» **Task statement**
Show all lines of the listing that contain the word "clicks".

» **Provided entries**
════════
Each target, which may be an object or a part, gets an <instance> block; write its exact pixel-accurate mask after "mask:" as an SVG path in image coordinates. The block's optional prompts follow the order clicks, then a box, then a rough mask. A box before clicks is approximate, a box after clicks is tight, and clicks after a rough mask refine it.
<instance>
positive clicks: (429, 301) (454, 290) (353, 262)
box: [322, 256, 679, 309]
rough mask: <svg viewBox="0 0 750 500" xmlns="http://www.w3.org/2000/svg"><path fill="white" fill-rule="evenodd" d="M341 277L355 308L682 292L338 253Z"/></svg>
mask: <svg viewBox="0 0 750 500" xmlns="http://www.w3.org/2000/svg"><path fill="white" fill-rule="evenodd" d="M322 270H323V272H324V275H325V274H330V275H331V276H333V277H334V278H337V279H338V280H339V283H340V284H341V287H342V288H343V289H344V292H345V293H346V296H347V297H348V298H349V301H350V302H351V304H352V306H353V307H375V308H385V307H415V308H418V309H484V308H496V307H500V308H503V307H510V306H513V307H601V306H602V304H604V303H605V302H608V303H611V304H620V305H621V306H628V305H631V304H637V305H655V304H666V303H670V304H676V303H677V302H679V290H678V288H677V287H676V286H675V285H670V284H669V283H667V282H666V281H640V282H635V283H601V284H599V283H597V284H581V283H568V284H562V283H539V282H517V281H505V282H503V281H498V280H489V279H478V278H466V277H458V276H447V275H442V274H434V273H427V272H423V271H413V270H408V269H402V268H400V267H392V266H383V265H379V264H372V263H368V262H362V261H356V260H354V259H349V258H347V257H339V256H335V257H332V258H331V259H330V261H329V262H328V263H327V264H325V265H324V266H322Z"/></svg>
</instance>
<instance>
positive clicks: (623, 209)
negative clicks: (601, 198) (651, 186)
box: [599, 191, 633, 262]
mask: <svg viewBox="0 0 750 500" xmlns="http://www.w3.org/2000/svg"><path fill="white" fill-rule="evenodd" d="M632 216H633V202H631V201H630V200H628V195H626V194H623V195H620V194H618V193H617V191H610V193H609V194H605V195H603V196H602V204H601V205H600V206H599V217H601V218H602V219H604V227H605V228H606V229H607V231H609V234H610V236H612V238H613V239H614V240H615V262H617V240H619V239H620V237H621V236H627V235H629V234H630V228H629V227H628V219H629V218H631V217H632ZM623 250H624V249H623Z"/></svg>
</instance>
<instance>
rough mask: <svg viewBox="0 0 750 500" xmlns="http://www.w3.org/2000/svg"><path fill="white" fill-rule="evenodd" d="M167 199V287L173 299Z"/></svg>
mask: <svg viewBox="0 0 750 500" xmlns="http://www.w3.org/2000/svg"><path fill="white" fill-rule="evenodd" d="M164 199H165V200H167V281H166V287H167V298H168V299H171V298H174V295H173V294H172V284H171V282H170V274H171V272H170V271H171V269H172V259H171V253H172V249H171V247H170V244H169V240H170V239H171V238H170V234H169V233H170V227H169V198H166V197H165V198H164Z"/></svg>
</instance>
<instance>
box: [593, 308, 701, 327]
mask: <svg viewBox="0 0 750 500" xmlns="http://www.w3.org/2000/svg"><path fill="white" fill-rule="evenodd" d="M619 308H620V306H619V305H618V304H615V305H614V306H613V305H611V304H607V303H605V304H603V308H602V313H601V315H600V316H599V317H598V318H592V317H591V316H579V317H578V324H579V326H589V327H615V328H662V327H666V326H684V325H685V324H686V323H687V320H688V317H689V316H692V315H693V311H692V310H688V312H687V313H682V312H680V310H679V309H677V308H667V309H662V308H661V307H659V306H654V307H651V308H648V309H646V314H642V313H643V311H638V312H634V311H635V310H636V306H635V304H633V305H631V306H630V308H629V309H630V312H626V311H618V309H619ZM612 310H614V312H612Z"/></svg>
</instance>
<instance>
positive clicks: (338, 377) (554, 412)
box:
════════
» **Result of this task**
Each target, which may be an object or a part, gets an <instance> block; write its exact pixel-accurate mask after "mask:" as an SVG path in image coordinates. The block's optional prompts follow the order clicks, then a box, then a rough mask. A box before clicks is approximate, a box after clicks is tight, and clicks after a rough mask refine it.
positive clicks: (429, 301) (454, 290) (353, 262)
positive clicks: (623, 209)
negative clicks: (601, 198) (651, 186)
positive clicks: (338, 377) (554, 412)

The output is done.